__SET EXERCISE__
Begin at the line below that contains "Return the outline of every instance of the beige". Repeat it and all remaining lines of the records exactly.

__TASK MATERIAL__
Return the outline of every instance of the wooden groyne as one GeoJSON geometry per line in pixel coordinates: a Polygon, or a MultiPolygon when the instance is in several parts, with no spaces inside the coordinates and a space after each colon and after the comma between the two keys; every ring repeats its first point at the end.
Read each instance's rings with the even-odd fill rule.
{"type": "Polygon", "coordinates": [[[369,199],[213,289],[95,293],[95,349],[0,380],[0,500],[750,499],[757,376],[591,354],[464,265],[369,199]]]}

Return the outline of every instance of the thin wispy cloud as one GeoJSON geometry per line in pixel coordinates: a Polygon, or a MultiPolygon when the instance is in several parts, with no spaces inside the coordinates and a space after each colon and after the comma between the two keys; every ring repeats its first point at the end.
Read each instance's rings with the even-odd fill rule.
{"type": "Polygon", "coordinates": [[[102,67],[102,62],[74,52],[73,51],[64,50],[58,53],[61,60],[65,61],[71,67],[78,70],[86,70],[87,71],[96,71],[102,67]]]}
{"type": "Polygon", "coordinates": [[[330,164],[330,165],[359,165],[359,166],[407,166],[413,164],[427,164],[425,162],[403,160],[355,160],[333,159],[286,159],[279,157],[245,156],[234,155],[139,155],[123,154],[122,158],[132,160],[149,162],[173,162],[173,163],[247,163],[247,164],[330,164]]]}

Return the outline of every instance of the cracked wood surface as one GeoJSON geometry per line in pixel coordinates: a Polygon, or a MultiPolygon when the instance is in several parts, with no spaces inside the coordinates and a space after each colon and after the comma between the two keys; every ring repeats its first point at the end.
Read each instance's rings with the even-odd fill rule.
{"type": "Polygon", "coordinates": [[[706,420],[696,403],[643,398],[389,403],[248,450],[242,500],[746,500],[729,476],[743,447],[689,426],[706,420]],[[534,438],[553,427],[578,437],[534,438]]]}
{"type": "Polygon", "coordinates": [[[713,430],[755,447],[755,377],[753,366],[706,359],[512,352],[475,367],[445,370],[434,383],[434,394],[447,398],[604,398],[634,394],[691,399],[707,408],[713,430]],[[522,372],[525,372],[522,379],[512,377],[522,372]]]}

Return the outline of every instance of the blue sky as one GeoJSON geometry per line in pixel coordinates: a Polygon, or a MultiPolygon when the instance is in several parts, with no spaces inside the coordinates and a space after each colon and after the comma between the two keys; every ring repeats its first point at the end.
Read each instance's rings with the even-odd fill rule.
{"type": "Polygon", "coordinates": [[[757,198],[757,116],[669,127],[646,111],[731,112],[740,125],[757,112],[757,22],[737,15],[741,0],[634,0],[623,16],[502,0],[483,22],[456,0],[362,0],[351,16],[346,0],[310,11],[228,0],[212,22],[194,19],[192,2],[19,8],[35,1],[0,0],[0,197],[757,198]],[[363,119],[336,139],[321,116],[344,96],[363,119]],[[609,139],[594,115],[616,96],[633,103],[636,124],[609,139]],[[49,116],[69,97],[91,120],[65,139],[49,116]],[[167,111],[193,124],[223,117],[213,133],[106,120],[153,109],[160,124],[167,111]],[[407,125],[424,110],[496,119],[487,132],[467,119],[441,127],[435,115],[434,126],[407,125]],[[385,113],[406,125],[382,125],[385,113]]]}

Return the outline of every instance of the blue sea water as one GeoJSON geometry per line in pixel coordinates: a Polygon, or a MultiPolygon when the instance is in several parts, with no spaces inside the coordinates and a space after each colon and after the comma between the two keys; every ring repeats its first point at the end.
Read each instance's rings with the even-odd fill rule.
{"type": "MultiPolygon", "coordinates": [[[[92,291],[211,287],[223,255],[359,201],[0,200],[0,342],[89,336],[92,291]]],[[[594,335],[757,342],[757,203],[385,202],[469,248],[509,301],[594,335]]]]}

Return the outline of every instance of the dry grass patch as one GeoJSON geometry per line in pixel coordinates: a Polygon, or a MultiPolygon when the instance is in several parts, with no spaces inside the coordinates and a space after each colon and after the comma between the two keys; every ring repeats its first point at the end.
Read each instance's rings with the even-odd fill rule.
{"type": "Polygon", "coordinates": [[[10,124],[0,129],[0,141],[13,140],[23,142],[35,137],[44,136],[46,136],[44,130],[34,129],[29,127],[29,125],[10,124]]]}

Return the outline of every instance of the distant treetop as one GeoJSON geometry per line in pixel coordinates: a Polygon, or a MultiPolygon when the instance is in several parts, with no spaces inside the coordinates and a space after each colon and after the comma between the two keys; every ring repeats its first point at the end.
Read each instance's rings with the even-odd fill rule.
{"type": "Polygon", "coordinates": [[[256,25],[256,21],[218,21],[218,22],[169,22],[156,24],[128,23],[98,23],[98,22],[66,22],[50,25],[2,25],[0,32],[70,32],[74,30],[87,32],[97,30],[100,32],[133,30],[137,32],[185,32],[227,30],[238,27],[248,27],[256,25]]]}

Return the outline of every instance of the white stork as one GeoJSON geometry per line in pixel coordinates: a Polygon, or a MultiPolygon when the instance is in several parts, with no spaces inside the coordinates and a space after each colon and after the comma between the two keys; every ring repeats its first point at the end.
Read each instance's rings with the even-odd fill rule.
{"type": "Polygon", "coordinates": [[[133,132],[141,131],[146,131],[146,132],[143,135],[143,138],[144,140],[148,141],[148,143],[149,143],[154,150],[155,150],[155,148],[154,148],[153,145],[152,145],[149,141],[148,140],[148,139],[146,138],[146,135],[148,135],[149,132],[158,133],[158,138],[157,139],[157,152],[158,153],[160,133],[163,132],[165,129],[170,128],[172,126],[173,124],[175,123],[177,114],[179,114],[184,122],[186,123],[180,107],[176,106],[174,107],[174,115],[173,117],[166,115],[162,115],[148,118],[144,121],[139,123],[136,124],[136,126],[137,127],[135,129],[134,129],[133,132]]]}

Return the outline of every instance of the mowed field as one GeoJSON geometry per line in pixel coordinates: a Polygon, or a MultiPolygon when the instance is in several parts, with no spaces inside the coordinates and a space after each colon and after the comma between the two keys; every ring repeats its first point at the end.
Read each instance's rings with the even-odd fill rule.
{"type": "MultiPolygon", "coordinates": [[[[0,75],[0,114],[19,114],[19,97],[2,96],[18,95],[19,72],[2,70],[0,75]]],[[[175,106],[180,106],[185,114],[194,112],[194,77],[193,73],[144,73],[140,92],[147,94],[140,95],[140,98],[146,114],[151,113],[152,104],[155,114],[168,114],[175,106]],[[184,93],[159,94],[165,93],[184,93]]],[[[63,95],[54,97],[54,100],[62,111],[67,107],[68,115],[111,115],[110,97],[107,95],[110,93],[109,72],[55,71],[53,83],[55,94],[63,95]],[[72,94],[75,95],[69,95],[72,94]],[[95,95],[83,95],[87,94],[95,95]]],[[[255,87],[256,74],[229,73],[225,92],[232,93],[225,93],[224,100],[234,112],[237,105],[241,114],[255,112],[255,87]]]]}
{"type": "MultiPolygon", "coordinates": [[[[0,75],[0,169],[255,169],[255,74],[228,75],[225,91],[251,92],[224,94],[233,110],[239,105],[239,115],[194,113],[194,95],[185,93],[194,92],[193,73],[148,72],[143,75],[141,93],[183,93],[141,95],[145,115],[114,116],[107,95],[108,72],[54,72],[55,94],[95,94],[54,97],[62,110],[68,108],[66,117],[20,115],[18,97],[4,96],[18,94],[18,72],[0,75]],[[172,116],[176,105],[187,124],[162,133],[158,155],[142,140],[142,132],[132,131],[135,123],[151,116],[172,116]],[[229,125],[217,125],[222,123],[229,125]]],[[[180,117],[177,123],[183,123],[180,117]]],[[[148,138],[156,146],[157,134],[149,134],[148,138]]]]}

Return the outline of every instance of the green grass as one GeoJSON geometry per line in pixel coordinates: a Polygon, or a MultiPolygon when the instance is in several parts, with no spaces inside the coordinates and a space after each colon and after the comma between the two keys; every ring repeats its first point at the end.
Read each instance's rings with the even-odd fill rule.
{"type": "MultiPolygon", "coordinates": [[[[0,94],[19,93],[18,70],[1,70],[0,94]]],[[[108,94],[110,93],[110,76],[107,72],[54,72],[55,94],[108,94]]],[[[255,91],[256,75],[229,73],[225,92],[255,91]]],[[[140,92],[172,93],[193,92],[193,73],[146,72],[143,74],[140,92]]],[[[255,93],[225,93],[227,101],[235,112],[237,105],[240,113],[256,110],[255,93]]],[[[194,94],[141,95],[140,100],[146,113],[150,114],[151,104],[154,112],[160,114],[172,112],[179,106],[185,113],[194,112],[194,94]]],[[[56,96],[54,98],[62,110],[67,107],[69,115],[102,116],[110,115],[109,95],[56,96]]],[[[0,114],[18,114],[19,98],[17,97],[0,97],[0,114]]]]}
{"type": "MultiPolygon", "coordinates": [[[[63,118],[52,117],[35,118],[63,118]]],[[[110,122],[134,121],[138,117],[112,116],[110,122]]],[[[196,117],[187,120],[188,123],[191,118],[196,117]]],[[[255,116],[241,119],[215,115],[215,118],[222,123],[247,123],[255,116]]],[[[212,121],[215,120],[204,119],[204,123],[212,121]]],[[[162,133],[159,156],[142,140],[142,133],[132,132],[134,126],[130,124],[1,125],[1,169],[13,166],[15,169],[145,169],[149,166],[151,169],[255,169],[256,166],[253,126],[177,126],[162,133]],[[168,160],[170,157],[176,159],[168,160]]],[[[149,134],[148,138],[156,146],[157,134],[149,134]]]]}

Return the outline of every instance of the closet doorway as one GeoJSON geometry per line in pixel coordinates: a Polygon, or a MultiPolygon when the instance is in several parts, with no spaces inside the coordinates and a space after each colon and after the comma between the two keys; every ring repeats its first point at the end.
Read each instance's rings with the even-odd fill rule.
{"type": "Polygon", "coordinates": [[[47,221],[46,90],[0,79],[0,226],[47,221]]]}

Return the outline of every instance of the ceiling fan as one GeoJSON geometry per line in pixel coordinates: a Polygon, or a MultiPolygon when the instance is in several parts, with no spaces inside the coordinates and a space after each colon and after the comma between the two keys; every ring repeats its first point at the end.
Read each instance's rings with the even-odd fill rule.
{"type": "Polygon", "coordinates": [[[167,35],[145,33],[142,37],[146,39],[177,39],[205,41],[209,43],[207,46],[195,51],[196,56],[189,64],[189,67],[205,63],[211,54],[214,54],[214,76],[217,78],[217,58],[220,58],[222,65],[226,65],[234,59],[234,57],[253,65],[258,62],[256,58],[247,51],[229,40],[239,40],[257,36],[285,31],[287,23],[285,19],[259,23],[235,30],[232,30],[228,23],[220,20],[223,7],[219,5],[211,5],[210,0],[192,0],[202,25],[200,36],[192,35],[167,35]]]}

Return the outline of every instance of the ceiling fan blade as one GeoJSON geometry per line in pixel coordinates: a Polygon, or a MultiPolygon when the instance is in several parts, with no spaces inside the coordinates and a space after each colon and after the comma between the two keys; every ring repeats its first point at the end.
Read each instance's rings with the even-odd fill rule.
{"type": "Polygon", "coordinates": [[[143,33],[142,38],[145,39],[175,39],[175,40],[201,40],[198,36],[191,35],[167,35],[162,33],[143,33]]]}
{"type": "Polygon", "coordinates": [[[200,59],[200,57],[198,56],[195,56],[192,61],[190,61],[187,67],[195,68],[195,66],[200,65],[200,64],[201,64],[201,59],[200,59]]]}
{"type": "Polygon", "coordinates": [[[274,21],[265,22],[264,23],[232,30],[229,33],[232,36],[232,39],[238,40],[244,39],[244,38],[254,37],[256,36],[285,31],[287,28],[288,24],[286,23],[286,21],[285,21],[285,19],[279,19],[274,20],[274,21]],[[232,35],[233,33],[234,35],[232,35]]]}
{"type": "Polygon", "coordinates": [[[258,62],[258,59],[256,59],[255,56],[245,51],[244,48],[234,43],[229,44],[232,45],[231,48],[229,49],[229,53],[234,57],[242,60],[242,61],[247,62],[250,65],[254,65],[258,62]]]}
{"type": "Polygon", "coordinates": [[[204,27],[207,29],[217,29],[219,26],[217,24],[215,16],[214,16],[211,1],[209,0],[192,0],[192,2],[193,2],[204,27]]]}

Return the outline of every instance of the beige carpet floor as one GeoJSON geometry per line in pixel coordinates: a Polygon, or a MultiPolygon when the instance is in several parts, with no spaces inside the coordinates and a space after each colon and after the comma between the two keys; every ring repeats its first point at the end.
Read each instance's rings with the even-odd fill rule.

__TASK OUTPUT__
Return the outline of every instance of the beige carpet floor as one GeoJSON geometry per line in pixel coordinates: a Polygon, or a MultiPolygon when the instance is in several parts, with no spaces inside the coordinates and a space after each colon and after the comma between the two keys; every ring repeats its first point at the end.
Read each instance's rings with the even-odd fill rule.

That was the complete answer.